● Data excerpts:

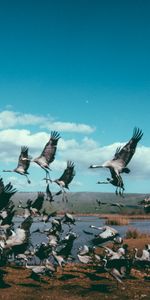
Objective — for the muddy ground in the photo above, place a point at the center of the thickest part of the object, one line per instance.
(76, 282)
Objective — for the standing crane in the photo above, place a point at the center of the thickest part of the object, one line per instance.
(121, 159)
(23, 163)
(48, 154)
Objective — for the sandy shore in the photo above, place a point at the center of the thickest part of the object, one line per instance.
(75, 282)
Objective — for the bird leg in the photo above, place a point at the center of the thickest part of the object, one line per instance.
(47, 176)
(28, 180)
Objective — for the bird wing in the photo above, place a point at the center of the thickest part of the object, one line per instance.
(24, 159)
(125, 153)
(68, 173)
(38, 203)
(6, 192)
(51, 146)
(26, 224)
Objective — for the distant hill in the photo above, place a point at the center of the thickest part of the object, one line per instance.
(85, 202)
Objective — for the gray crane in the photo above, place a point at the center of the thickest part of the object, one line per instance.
(121, 159)
(48, 154)
(23, 163)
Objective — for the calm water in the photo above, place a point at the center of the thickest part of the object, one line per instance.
(82, 224)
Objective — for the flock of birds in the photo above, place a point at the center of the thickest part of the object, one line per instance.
(16, 244)
(117, 165)
(44, 259)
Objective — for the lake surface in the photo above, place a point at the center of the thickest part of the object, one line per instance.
(82, 228)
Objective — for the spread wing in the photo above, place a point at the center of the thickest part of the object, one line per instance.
(125, 153)
(38, 203)
(6, 192)
(24, 159)
(51, 146)
(68, 174)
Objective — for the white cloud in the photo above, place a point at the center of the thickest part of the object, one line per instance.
(69, 127)
(9, 119)
(82, 151)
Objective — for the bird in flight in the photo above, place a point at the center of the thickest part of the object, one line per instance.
(65, 179)
(23, 163)
(122, 157)
(116, 182)
(48, 154)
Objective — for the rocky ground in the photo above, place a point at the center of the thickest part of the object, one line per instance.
(76, 282)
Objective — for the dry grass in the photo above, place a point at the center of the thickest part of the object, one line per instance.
(117, 220)
(137, 217)
(133, 233)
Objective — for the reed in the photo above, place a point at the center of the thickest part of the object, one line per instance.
(134, 233)
(117, 220)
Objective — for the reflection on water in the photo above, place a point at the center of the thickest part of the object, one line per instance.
(82, 229)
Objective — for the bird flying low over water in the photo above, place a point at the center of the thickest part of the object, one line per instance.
(114, 180)
(48, 154)
(121, 159)
(23, 163)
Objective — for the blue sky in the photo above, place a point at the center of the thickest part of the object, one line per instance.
(82, 68)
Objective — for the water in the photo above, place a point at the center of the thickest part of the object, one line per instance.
(82, 228)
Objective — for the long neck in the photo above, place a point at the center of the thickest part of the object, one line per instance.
(102, 182)
(96, 166)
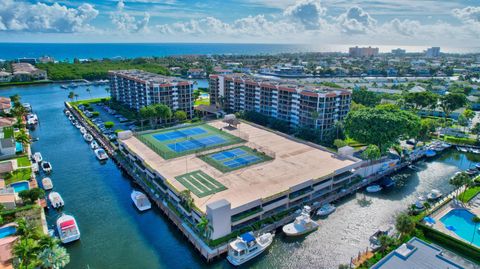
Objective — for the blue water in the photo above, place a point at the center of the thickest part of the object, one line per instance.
(6, 231)
(109, 50)
(20, 186)
(18, 147)
(461, 219)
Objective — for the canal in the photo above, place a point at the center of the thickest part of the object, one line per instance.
(116, 235)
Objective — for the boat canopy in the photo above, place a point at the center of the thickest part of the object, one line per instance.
(247, 237)
(67, 224)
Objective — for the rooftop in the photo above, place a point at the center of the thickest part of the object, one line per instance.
(294, 163)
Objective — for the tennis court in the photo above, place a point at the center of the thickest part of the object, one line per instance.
(176, 134)
(194, 144)
(235, 158)
(175, 142)
(200, 184)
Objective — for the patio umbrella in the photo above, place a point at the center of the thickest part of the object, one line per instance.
(450, 227)
(429, 220)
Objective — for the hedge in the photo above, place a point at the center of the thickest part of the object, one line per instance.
(463, 249)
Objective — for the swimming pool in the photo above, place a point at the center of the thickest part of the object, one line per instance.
(20, 186)
(461, 220)
(6, 231)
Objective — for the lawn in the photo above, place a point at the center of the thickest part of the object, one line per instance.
(180, 141)
(200, 183)
(234, 158)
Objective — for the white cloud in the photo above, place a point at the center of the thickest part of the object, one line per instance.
(308, 12)
(468, 14)
(127, 23)
(356, 21)
(39, 17)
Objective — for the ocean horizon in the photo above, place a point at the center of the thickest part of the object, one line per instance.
(69, 51)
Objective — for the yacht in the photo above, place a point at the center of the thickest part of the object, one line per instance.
(374, 188)
(140, 200)
(88, 137)
(101, 154)
(94, 145)
(46, 167)
(55, 199)
(47, 183)
(302, 224)
(37, 157)
(326, 210)
(67, 229)
(434, 194)
(247, 247)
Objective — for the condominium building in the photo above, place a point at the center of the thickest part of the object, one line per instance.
(136, 89)
(362, 52)
(299, 105)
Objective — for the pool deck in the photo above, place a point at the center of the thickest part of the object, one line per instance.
(295, 163)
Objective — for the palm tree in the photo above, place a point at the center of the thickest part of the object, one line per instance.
(71, 95)
(205, 227)
(55, 257)
(476, 221)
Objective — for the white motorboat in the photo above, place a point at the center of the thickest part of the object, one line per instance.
(140, 200)
(47, 183)
(101, 154)
(434, 194)
(326, 210)
(37, 157)
(94, 145)
(68, 230)
(55, 199)
(46, 167)
(374, 188)
(302, 224)
(247, 247)
(88, 137)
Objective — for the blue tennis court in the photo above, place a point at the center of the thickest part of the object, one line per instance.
(228, 154)
(193, 144)
(241, 161)
(176, 134)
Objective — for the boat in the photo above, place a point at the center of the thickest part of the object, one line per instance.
(46, 167)
(326, 210)
(302, 224)
(67, 229)
(88, 137)
(247, 247)
(374, 188)
(37, 157)
(140, 200)
(94, 145)
(47, 183)
(434, 194)
(55, 199)
(101, 154)
(430, 153)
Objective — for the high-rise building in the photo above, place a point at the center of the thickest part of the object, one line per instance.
(362, 52)
(136, 89)
(432, 52)
(299, 105)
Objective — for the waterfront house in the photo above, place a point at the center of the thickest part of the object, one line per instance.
(417, 254)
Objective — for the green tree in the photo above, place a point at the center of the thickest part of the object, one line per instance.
(451, 102)
(365, 97)
(404, 224)
(180, 115)
(420, 100)
(382, 126)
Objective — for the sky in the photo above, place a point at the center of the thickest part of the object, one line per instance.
(380, 22)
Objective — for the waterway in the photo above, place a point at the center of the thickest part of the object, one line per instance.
(116, 235)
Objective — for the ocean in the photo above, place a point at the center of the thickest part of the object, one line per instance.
(69, 51)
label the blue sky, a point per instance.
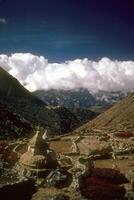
(68, 29)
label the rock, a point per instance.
(58, 178)
(57, 197)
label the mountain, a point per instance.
(109, 97)
(11, 125)
(81, 98)
(20, 101)
(118, 117)
(11, 88)
(70, 99)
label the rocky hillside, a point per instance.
(10, 89)
(69, 99)
(20, 101)
(11, 125)
(119, 117)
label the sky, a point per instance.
(68, 29)
(68, 44)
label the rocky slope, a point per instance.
(20, 101)
(119, 117)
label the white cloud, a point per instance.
(3, 21)
(35, 72)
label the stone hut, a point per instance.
(39, 157)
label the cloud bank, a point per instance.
(35, 72)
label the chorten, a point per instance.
(38, 156)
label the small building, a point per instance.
(39, 157)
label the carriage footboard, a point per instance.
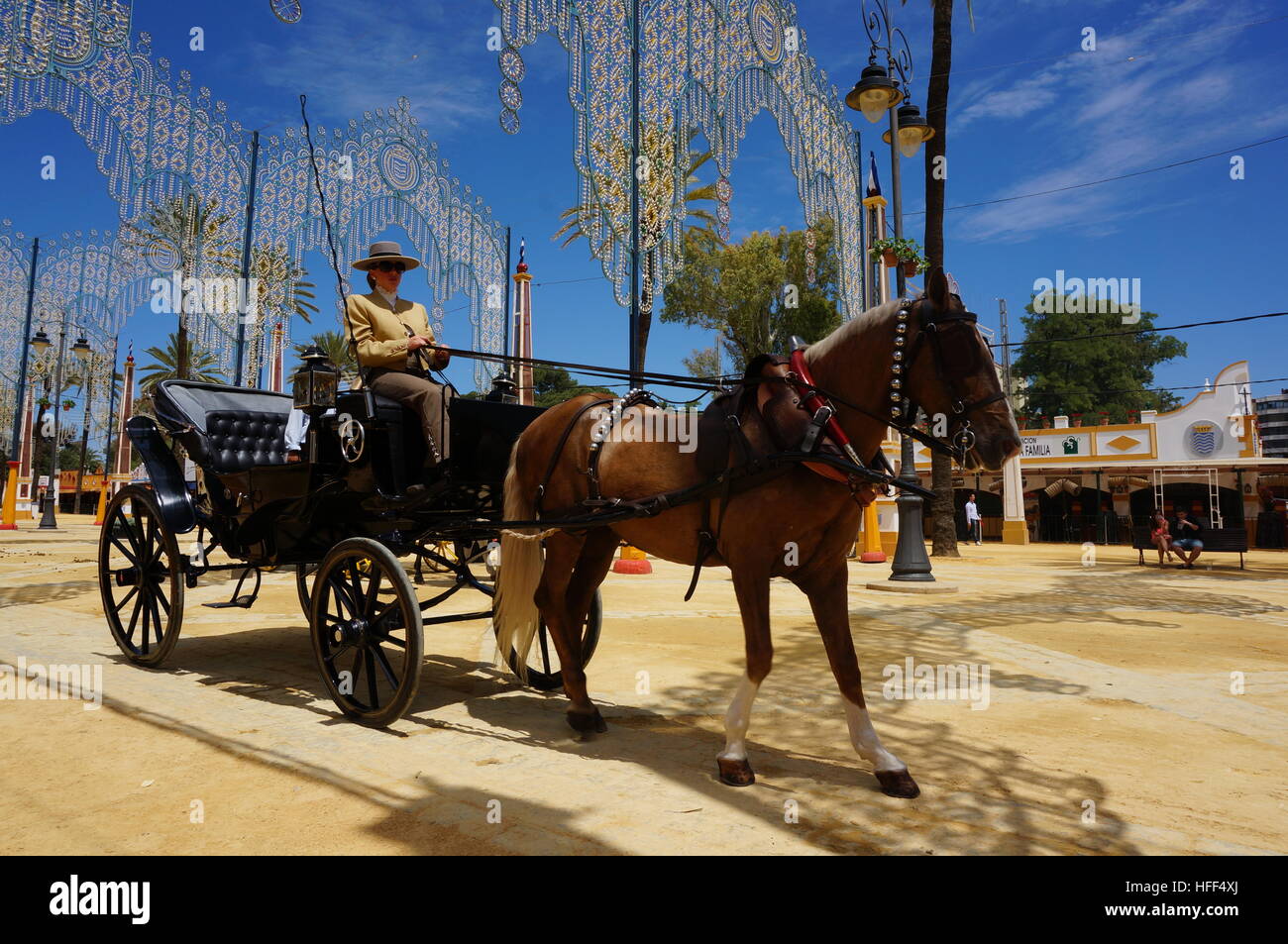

● Exercise aim:
Reproduce verbatim, and only, the lines starting at the one that contains "label the cloud bank, a point per instance." and ending with the final line of the records; leave out the pictures.

● Written answer:
label the cloud bank, a point per instance.
(35, 72)
label the chorten, a point per instance.
(38, 156)
label the small building, a point per instance.
(39, 157)
label the carriage footboard, a point per instance.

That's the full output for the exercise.